Pull out the records that run from the line containing "Detect tall mohawk" through the line containing "xmin=568 ymin=830 xmax=647 ymax=942", and copy them character for character, including both of those lines.

Dataset |
++++

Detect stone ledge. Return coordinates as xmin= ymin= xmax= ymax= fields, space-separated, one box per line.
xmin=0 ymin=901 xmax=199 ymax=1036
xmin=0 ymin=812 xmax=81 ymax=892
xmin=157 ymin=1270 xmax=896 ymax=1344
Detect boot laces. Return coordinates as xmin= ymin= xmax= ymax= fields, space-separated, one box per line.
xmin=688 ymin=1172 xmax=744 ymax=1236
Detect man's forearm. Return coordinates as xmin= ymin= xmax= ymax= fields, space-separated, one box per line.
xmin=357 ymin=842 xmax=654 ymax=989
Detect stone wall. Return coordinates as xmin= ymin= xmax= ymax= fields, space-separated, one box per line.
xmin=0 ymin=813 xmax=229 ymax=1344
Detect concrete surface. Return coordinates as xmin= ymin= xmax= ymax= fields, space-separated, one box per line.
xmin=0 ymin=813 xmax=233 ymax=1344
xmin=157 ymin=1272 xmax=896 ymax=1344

++++

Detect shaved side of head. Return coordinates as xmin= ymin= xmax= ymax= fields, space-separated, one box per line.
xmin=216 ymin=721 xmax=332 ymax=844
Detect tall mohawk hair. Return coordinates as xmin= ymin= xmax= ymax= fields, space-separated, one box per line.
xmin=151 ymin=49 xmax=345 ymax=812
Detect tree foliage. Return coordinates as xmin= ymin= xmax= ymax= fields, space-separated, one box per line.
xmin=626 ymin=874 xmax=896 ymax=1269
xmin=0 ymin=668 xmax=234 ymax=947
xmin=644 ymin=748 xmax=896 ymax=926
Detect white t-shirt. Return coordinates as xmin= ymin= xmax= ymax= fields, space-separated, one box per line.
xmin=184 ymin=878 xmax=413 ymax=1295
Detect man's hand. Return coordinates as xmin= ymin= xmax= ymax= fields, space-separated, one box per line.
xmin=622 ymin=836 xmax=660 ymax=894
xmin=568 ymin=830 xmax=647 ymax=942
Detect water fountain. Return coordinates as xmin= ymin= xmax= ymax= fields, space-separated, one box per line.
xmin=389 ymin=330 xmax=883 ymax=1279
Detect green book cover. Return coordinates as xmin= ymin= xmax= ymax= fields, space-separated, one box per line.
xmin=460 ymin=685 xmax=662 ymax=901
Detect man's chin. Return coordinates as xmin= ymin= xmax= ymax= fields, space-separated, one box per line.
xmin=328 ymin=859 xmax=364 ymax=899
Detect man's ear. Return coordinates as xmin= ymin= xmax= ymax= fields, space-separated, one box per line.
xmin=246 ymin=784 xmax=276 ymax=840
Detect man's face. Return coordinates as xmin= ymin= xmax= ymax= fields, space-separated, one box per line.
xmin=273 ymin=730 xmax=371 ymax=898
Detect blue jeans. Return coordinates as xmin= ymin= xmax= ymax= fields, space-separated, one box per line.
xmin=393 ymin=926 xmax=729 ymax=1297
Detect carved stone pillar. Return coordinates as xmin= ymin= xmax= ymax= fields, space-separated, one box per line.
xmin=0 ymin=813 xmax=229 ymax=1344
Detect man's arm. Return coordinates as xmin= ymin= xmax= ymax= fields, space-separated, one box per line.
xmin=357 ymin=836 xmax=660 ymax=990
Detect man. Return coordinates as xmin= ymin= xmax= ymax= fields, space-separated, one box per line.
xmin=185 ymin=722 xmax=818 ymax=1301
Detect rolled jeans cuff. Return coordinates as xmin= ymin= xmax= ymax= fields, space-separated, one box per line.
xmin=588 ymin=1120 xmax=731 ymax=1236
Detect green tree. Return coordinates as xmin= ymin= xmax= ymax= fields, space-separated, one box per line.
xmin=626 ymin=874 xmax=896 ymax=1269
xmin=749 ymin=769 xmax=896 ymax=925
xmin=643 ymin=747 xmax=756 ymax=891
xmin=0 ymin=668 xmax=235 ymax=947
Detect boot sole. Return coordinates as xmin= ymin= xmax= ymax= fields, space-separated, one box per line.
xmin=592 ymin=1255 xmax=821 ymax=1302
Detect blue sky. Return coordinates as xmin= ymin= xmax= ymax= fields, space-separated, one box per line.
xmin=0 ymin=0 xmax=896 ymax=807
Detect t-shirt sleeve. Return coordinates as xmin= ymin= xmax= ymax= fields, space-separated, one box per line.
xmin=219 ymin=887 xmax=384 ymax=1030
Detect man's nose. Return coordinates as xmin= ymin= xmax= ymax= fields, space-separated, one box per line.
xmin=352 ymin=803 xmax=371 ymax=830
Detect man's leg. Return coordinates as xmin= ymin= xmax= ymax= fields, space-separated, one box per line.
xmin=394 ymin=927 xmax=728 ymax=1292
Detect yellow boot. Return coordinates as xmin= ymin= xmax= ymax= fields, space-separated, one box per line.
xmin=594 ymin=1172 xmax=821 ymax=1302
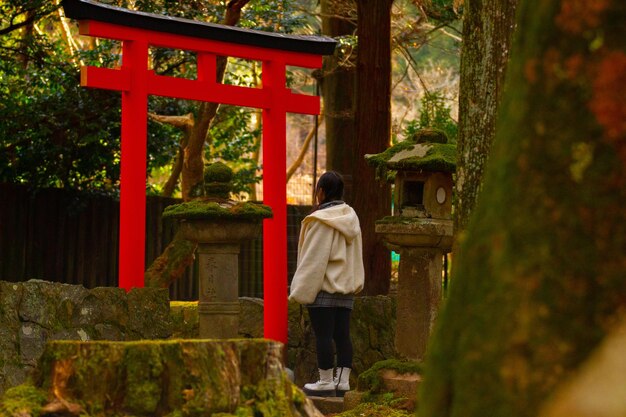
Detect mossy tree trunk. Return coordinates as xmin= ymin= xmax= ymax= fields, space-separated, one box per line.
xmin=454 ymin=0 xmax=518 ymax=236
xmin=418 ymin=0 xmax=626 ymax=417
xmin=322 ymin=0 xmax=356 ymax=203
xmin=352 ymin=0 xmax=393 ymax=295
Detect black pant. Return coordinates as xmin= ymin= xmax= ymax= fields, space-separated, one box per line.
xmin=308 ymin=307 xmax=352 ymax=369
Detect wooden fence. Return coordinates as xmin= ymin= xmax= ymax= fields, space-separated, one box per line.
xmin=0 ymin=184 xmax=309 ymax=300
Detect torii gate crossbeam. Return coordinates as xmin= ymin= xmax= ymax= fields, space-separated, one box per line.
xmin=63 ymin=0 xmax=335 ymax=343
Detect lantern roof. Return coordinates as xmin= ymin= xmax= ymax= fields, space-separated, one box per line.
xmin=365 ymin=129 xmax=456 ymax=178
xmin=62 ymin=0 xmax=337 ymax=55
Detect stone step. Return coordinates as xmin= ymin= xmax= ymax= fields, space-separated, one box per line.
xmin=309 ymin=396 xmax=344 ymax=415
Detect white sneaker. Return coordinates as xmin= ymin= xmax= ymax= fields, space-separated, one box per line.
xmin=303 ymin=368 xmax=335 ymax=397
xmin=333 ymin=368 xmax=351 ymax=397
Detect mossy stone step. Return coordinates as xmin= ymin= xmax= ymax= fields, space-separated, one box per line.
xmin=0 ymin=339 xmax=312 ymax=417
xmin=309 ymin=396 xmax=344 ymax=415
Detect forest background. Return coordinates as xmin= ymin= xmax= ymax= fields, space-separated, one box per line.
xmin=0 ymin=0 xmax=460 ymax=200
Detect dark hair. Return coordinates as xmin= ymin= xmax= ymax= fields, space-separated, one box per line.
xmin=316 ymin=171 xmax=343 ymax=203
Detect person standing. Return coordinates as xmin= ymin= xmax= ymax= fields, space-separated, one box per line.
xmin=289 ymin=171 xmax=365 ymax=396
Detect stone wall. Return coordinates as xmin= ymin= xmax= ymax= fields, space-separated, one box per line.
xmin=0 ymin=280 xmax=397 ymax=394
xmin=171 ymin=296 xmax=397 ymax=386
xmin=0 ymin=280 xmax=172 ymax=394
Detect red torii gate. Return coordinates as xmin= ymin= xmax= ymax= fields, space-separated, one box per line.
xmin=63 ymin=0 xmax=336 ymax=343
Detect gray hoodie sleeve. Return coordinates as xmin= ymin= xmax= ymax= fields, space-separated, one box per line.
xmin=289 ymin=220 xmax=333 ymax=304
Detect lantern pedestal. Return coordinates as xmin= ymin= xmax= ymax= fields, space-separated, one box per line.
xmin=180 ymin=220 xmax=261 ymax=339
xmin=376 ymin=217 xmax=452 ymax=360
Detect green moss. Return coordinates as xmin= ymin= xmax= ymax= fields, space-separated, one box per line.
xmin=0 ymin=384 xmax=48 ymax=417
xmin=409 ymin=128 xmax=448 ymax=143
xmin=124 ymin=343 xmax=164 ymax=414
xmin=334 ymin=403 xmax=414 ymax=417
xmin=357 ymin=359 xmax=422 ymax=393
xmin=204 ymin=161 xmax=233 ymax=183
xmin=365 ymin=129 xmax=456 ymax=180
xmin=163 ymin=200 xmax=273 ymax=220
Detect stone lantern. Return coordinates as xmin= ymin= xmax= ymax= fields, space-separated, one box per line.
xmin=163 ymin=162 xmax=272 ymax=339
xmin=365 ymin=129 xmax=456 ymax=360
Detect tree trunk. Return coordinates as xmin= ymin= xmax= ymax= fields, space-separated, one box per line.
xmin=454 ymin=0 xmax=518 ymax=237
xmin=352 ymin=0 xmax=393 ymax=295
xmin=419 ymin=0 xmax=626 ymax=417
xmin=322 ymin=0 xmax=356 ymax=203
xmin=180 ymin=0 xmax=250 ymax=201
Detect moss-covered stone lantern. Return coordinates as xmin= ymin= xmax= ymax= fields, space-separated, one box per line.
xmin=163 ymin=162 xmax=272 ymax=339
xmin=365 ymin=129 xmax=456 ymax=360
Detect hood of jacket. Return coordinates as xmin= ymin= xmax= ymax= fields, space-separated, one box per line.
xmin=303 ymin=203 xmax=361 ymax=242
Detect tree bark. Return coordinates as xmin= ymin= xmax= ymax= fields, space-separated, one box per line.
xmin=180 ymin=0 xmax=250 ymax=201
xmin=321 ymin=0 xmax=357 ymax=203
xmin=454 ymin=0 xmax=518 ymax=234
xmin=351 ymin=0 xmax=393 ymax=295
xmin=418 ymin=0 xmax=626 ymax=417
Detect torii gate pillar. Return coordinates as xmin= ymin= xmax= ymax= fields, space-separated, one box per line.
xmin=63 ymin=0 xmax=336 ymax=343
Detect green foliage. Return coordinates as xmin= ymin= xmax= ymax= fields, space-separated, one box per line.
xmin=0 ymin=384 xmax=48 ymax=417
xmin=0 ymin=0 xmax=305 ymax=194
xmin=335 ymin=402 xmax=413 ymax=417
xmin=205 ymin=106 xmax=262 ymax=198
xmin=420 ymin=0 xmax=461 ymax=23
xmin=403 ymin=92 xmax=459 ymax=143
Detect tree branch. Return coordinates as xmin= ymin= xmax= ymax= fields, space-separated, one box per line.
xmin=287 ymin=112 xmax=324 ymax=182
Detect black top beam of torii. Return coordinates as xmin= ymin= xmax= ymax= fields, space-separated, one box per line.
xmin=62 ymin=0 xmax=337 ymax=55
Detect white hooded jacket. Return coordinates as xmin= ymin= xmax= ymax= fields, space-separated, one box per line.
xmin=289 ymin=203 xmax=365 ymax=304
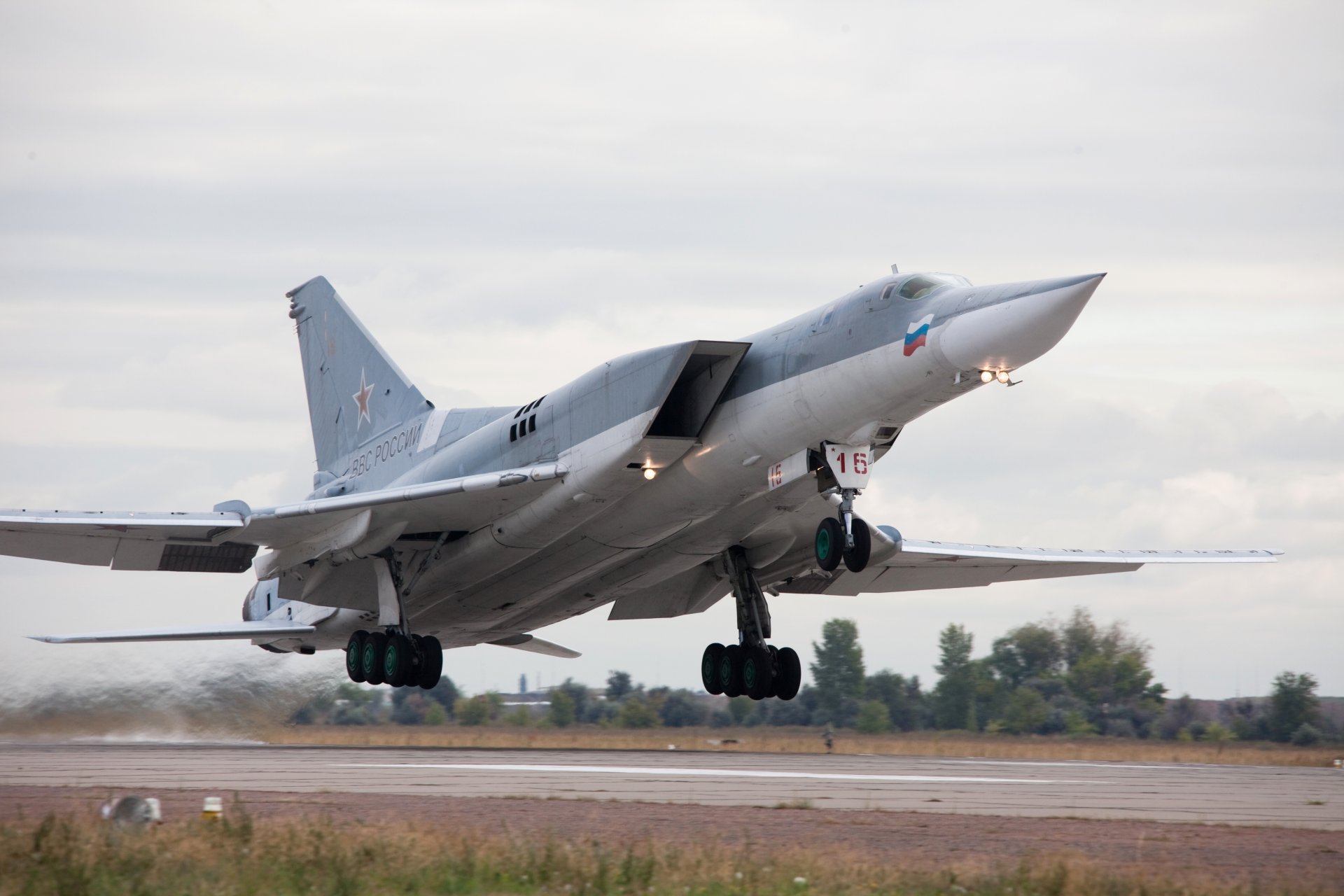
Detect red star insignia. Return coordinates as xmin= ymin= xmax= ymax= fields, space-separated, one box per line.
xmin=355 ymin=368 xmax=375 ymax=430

++++

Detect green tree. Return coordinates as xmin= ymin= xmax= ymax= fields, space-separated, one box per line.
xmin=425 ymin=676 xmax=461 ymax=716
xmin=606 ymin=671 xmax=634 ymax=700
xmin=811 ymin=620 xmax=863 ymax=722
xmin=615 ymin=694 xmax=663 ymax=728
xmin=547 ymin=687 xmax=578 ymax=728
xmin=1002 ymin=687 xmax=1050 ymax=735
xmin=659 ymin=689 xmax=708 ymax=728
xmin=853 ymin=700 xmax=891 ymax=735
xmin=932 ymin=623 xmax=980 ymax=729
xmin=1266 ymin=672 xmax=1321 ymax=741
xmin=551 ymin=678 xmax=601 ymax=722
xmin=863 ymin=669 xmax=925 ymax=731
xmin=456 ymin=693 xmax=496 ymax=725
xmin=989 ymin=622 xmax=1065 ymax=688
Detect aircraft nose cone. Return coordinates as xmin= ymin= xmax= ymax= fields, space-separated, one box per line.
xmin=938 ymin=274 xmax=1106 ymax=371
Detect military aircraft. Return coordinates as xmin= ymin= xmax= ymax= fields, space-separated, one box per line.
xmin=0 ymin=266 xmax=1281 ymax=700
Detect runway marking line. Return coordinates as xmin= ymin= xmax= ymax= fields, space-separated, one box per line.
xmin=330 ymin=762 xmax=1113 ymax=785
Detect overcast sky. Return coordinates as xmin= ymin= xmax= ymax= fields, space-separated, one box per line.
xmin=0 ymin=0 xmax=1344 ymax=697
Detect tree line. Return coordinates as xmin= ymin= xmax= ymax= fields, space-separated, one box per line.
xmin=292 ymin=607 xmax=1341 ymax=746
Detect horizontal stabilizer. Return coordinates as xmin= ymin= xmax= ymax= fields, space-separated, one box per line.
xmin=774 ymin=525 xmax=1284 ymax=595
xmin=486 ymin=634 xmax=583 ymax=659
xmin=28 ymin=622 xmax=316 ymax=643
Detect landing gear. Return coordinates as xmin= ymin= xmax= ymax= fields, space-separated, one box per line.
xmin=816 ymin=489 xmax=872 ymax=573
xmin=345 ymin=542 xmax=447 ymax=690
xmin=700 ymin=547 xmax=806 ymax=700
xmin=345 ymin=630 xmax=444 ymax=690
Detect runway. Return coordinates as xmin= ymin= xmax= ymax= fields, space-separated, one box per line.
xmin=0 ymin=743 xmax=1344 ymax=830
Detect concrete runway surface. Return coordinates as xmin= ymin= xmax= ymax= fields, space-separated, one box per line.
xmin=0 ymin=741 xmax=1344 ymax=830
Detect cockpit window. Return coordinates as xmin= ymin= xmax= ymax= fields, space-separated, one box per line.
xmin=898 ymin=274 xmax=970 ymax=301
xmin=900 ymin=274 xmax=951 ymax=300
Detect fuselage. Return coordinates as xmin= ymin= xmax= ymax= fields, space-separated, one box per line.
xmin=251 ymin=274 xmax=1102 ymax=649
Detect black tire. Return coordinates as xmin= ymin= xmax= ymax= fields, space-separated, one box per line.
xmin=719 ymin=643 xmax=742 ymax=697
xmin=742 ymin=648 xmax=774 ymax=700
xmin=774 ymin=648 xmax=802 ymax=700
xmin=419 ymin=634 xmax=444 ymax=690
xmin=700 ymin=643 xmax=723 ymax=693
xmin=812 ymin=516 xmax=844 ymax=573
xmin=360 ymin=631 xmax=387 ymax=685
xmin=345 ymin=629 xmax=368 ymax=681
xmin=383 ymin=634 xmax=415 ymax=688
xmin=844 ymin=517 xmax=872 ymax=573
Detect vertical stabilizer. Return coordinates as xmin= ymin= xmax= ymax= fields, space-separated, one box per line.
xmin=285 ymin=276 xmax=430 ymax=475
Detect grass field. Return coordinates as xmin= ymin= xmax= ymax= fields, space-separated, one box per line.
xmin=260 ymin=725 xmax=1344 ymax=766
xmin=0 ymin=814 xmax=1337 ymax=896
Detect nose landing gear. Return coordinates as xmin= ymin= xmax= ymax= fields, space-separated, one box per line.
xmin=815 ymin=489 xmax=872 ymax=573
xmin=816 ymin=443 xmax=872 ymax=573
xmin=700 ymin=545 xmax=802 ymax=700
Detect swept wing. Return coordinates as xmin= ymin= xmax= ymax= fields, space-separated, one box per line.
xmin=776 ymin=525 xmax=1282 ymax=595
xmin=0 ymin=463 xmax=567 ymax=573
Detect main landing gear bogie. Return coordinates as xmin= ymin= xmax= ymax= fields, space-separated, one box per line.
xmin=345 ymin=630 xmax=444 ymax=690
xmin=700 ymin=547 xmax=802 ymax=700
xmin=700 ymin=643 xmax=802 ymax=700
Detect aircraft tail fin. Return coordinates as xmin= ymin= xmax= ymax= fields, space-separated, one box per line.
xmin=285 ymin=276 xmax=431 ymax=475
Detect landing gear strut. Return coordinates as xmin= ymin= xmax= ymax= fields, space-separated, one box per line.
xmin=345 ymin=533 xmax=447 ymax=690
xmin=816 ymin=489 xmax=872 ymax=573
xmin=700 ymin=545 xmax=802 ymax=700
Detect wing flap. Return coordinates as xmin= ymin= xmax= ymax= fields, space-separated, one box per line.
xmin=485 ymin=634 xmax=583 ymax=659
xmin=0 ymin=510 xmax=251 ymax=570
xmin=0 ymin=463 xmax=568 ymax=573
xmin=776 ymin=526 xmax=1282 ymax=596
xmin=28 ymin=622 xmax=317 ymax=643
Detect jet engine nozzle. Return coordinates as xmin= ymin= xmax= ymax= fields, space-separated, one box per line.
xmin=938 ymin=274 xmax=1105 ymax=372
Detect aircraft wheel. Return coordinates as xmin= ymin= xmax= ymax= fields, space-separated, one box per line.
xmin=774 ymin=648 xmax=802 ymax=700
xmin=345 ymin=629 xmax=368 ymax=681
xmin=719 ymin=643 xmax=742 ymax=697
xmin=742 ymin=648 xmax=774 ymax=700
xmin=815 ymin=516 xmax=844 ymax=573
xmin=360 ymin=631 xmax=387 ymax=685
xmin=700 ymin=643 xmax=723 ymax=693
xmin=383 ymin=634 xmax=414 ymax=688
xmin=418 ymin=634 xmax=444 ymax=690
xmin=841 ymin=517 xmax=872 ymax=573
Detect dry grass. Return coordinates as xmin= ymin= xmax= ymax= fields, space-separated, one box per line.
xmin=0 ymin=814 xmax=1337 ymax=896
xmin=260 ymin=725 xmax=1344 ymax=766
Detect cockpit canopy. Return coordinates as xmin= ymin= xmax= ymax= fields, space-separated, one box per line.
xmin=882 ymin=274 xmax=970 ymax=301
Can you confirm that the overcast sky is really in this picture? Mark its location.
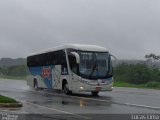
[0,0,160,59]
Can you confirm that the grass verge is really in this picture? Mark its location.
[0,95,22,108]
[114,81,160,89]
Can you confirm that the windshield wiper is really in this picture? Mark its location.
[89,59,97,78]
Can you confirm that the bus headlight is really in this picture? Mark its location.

++++

Correct response |
Detect tall mohawk hair. Return coordinates as xmin= ymin= xmax= ymax= fields, space-separated, one box per line.
xmin=151 ymin=49 xmax=345 ymax=812
Detect tree foliage. Return coordinates as xmin= ymin= xmax= ymax= fields, space-separated, one box per line.
xmin=626 ymin=874 xmax=896 ymax=1269
xmin=0 ymin=668 xmax=234 ymax=947
xmin=644 ymin=748 xmax=896 ymax=926
Detect white t-shirt. Return coordinates as xmin= ymin= xmax= ymax= fields, space-separated, one box per line.
xmin=184 ymin=878 xmax=413 ymax=1295
Detect man's hand. Return coordinates as xmin= ymin= xmax= ymax= fields, space-separated, one box per line.
xmin=622 ymin=836 xmax=660 ymax=894
xmin=568 ymin=830 xmax=647 ymax=942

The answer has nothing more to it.